(Provided data Opens)

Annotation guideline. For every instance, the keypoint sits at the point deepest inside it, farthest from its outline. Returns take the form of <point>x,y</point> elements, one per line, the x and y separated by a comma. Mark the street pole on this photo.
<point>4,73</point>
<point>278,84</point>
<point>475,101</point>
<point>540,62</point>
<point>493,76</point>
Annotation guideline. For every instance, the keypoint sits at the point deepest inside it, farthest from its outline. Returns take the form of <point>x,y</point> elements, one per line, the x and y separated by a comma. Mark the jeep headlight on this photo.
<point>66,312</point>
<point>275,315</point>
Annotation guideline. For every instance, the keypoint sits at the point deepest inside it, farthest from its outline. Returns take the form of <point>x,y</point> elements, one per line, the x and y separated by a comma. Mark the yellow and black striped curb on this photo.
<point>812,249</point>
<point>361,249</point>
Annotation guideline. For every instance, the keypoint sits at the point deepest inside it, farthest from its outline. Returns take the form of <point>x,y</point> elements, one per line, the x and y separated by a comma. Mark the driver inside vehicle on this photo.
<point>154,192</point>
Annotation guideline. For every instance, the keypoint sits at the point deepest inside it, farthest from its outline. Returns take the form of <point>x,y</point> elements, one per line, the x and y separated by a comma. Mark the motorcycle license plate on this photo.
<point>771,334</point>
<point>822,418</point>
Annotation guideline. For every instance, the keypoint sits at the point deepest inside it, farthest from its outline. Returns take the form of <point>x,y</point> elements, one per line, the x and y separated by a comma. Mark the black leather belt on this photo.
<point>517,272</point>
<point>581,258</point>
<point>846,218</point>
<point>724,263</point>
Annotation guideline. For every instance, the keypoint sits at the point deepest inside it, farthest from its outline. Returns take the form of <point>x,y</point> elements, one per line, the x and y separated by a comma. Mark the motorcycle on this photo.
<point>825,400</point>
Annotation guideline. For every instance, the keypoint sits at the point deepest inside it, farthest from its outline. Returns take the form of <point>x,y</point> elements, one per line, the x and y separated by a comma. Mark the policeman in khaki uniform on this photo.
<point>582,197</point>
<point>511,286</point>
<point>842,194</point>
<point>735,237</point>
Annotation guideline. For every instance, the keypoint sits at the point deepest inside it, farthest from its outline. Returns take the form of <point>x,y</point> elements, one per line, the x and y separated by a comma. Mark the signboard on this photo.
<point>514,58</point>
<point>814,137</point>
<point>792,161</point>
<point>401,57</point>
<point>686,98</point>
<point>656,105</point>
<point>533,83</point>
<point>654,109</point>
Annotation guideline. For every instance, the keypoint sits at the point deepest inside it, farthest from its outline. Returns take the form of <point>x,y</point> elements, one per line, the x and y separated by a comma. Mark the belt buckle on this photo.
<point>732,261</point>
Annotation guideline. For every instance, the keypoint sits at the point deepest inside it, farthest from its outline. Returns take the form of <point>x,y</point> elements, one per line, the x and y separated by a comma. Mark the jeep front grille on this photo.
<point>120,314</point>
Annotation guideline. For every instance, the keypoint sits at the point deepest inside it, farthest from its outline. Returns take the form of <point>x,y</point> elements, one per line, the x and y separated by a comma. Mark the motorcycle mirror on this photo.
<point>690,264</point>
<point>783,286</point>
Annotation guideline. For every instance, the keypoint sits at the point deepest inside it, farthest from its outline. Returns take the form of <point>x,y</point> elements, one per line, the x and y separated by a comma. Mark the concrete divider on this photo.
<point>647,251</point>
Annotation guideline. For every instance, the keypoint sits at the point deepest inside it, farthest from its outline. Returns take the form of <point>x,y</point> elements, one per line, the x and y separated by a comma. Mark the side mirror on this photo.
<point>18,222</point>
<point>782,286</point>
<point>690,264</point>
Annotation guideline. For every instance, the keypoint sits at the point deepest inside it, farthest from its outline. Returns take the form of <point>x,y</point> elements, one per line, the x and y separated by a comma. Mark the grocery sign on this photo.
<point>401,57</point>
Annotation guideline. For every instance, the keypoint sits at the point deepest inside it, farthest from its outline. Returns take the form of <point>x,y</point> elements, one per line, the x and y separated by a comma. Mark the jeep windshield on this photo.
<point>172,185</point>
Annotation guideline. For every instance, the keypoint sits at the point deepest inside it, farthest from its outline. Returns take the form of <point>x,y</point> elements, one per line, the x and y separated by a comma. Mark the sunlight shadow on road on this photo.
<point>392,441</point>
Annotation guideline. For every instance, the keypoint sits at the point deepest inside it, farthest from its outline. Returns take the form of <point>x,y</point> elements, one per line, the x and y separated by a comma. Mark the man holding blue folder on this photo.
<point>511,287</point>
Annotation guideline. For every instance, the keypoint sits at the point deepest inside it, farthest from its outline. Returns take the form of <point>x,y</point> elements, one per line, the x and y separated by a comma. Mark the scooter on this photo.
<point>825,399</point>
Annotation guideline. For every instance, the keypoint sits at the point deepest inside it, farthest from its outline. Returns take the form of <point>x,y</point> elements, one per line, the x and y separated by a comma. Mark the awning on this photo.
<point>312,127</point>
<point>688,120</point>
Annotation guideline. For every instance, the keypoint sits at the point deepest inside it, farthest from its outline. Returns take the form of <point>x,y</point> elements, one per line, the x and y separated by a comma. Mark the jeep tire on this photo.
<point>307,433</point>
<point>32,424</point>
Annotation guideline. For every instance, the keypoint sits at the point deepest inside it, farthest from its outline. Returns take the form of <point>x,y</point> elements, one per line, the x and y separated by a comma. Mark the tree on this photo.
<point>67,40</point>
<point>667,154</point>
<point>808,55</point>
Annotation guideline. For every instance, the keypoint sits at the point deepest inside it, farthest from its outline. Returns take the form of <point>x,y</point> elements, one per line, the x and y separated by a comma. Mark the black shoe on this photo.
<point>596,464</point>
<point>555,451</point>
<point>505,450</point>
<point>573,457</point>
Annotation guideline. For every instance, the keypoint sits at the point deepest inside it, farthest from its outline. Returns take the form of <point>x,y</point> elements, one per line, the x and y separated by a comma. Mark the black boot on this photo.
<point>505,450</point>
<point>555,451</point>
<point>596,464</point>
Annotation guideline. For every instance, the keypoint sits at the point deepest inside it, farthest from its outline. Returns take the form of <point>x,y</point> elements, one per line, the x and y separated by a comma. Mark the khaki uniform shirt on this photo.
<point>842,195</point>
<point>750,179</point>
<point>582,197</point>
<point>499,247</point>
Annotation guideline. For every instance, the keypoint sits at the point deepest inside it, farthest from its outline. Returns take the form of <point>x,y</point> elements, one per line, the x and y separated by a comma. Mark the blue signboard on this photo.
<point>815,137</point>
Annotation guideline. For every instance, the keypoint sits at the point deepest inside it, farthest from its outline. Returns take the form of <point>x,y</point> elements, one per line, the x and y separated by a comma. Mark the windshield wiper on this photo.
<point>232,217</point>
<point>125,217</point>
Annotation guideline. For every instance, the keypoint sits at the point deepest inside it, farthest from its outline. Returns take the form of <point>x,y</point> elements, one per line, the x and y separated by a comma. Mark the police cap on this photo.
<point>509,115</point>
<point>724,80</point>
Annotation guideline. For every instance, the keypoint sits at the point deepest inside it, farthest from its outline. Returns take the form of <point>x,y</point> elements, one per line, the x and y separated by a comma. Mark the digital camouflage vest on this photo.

(Provided data Closes)

▶ [Problem to solve]
All the records are to be transcribed exactly, with no line missing.

▶ [Exercise output]
Annotation guideline. For every instance, the keypoint sits at the point deepest inside it, farthest from its outline. Returns take the form of <point>x,y</point> elements, one per line, the x and y separated by a comma. Mark the street pole on this photo.
<point>4,73</point>
<point>278,84</point>
<point>475,101</point>
<point>540,62</point>
<point>493,76</point>
Annotation guideline. For every instance, the keypoint sits at the point deepest inside it, farthest from its outline. Returns take the form of <point>x,y</point> elements, one per line, the x and y separated by a comma. Mark the jeep headlight on this photo.
<point>66,312</point>
<point>275,315</point>
Annotation guideline. For every instance, the keypoint sits at the point deepest inside it, farthest from its outline. Returns take the form of <point>x,y</point> elements, one per line, the x and y separated by a comma. Mark the yellow and black striped curb on this photo.
<point>812,249</point>
<point>361,249</point>
Annotation guideline. For every instance, the keypoint sits at the point deepest inside it, farthest from its outline. Returns take the form of <point>x,y</point> elements, one per line, the x and y separated by a comma. Mark the driver inside vehicle on this photo.
<point>154,192</point>
Annotation guideline. For every instance, the keypoint sits at the point deepest inside it, farthest from its outline. Returns take the form of <point>x,y</point> elements, one per line, the x and y separated by a comma. Mark the motorcycle license plate on this photo.
<point>771,334</point>
<point>822,418</point>
Annotation guideline. For every instance, the keypoint sits at the point deepest inside it, farthest from its outline. Returns take the form of <point>x,y</point> elements, one per line, the x and y separated by a comma. Mark the black leather belt on this photo.
<point>517,272</point>
<point>581,258</point>
<point>846,218</point>
<point>724,263</point>
Annotation guideline. For every instance, the keypoint sits at the point deepest inside it, farthest from its outline. Returns take the form of <point>x,y</point> elements, one per line, the x and y separated by a comma. Mark the motorcycle on this photo.
<point>825,400</point>
Annotation guideline. For every instance, the keypoint sits at the point deepest inside it, farthest from its outline. Returns take the form of <point>x,y</point> elements, one per line, the x and y separated by a comma. Mark the policeman in khaki uniform on this photo.
<point>582,197</point>
<point>511,286</point>
<point>842,194</point>
<point>735,237</point>
Annotation guideline. For every instance, the keypoint sits at the point deepest inside it, farthest from its outline. Returns take the form of <point>x,y</point> elements, one per line, the x and y separated by a comma. Mark the signboard on this photo.
<point>514,58</point>
<point>814,137</point>
<point>792,161</point>
<point>401,57</point>
<point>686,98</point>
<point>656,105</point>
<point>533,83</point>
<point>654,109</point>
Annotation guideline. For every instance, the keypoint sits at the point deepest inside it, farthest from its outline. Returns take the form of <point>x,y</point> elements, one per line, the x and y separated by a comma. Mark the belt buckle on this photo.
<point>732,261</point>
Annotation guideline. For every instance, the keypoint sits at the point deepest inside it, farthest from its outline. Returns take the form of <point>x,y</point> elements, one per line, the x and y separated by a comma. Mark the jeep front grille on this photo.
<point>120,314</point>
Annotation guideline. For every instance, the keypoint sits at the point deepest inside it, farthest from its outline. Returns take the form of <point>x,y</point> elements, one per line, the x and y separated by a comma. Mark the motorcycle mirror on this photo.
<point>690,264</point>
<point>783,286</point>
Annotation guideline. For every instance, the keypoint sits at the point deepest inside it, farthest from its outline. Returns take the form of <point>x,y</point> elements, one per line, the x and y separated by a comma. Mark the concrete divider on this photo.
<point>647,251</point>
Annotation guideline. For every instance, the keypoint sits at the point deepest inside it, farthest from its outline. Returns take the form of <point>x,y</point> elements, one per line, the x and y separated by a comma. Mark the side mirror on this photo.
<point>18,222</point>
<point>782,286</point>
<point>690,264</point>
Annotation guideline. For every instance, the keypoint sits at the point deepest inside it, farthest from its outline. Returns take the form of <point>x,y</point> elements, one per line, the x and y separated by a comma. Mark the grocery sign on this photo.
<point>401,57</point>
Annotation guideline. For every instance, the keypoint sits at the point deepest inside it, farthest from its outline. Returns take the form of <point>x,y</point> elements, one per line, the x and y separated by a comma. Mark the jeep windshield on this photo.
<point>172,185</point>
Annotation guideline. For every instance, the keypoint sits at the point deepest inside it, farthest from its outline. Returns take the form of <point>x,y</point> elements, one per line, the x and y separated by a comma. Mark the sunlight shadow on road on this photo.
<point>392,441</point>
Annotation guideline. For every instance, the keypoint sits at the point deepest inside it, farthest from its outline. Returns take the form of <point>x,y</point> elements, one per line, the x and y separated by a comma. Mark the man holding blue folder on this photo.
<point>511,287</point>
Annotation guideline. For every instance, the keypoint sits at the point deepest inside it, farthest from its outline. Returns take the form of <point>x,y</point> elements, one per line, the x and y separated by a comma. Mark the scooter on this photo.
<point>825,399</point>
Annotation guideline. For every instance, the keypoint sits at the point deepest inside it, farthest from its outline. Returns take the form of <point>x,y</point> elements, one per line, the x and y separated by a comma. Mark the awning on this photo.
<point>312,127</point>
<point>688,120</point>
Annotation guideline. For every instance, the keypoint sits at the point deepest inside it, farthest from its outline. Returns take the form of <point>x,y</point> elements, one per line, the x and y separated by a comma. Mark the jeep tire on this photo.
<point>307,433</point>
<point>32,424</point>
Annotation guideline. For every instance, the keypoint sits at the point deepest inside it, farthest from its outline. Returns take the form of <point>x,y</point> elements, one per line, the x and y separated by a comma. Mark the tree on this photo.
<point>67,40</point>
<point>667,154</point>
<point>808,55</point>
Annotation guideline. For every instance, the keypoint sits at the point deepest inside it, farthest from its outline. Returns take the form of <point>x,y</point> elements, one per line, the x and y separated by a comma. Mark the black shoe on this photo.
<point>596,464</point>
<point>555,451</point>
<point>505,450</point>
<point>573,457</point>
Annotation guideline. For every instance, the keypoint sits at the point deepest inside it, farthest from its outline. Returns take the form of <point>x,y</point> elements, one per line, the x and y separated by a comma. Mark the black boot on this photo.
<point>505,450</point>
<point>555,451</point>
<point>596,464</point>
Annotation guideline. For every instance, the keypoint sits at the point deepest inside it, farthest from its outline. Returns take the form of <point>x,y</point> elements, one per line, the x and y separated by a comma. Mark the khaki uniform shirt on this photo.
<point>842,195</point>
<point>750,179</point>
<point>582,197</point>
<point>499,247</point>
Annotation guideline. For every instance, the keypoint sits at the point deepest inside it, farthest from its outline. Returns take the form of <point>x,y</point> elements, one per line, the x and y separated by a comma. Mark the blue signboard on this photo.
<point>815,137</point>
Annotation guideline. For every instance, the keypoint sits at the point deepest inside it, farthest from its outline. Returns take the form of <point>x,y</point> elements, one per line, the x and y separated by a comma. Mark the windshield wiper on this photo.
<point>232,217</point>
<point>125,217</point>
Annotation guideline. For every instance, the keypoint sits at the point deepest inside it, farthest from its outline. Returns take the form of <point>x,y</point> elements, one per line, the x and y separated by a comma. Mark the police cap on this photo.
<point>509,115</point>
<point>724,80</point>
Annotation guideline. For every instance, the keypoint sits at the point deepest inside it, farthest from its outline. Returns take the form of <point>x,y</point> elements, one per line, the x and y separated by a comma. Mark the digital camouflage vest on this photo.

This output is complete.